## Exercise directions
Find every line with the string "reddish" in the material below and copy it.

• • •

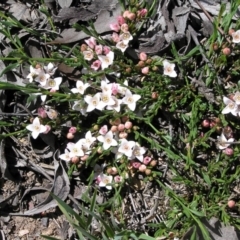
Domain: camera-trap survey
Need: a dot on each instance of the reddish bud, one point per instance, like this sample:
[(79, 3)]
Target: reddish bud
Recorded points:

• • •

## Answer for this exercise
Need: a dot on each instance of the reddish bud, one point per instance, like this sample:
Target: reddish bud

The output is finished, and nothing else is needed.